>> BEGIN Provided entries
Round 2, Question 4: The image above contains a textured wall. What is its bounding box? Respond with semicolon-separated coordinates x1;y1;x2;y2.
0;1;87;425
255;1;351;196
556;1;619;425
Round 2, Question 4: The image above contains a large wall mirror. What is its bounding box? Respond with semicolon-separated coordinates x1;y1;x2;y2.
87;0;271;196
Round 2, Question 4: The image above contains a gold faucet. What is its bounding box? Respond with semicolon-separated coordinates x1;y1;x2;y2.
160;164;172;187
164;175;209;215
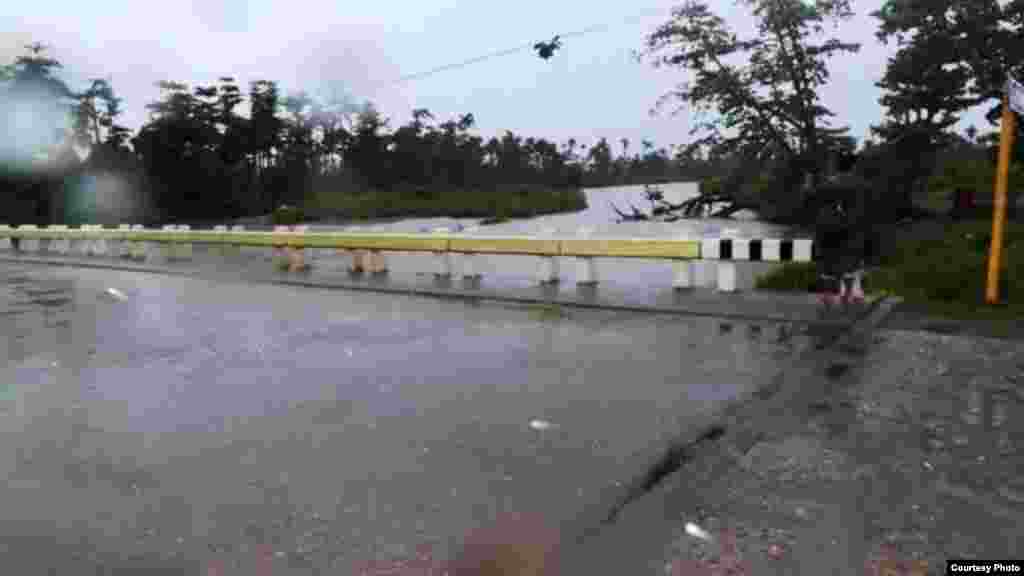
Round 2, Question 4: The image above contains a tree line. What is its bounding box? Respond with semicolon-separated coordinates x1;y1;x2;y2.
641;0;1024;220
0;0;1024;226
0;44;704;223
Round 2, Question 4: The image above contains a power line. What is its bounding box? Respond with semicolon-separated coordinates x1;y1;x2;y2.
381;7;663;87
393;24;608;84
>> END Provided entries
== Task directions ==
Reproduce all of the entries above word for word, leaving out the pictures.

== Answer below ==
Round 2, Question 4: The image above contains a textured wall. What is its bounding box? Respond with semicolon-separated coordinates x1;y1;x2;y2.
0;1;87;425
255;1;351;196
556;1;619;425
Round 2, Question 4: The image above contains a large wall mirror. What is its bounding box? Respond with semicolon-separated coordinates x1;y1;x2;y2.
87;0;271;196
Round 2, Question 4: The image above contains a gold faucet. What is its bounding box? Respond with semicolon-separated coordinates x1;y1;x2;y2.
160;164;172;187
164;175;209;215
Round 2, Question 4: The image above contains a tree line. What is its bounding box? Respond with semicolon-separated coordinates x1;y1;x2;y2.
641;0;1024;220
0;0;1024;226
0;44;704;223
Round 2, Question 4: The image above contains a power line. What is its bounding box? Respond with semicolon-separated coordinates x1;y1;x2;y2.
381;7;663;87
393;24;608;84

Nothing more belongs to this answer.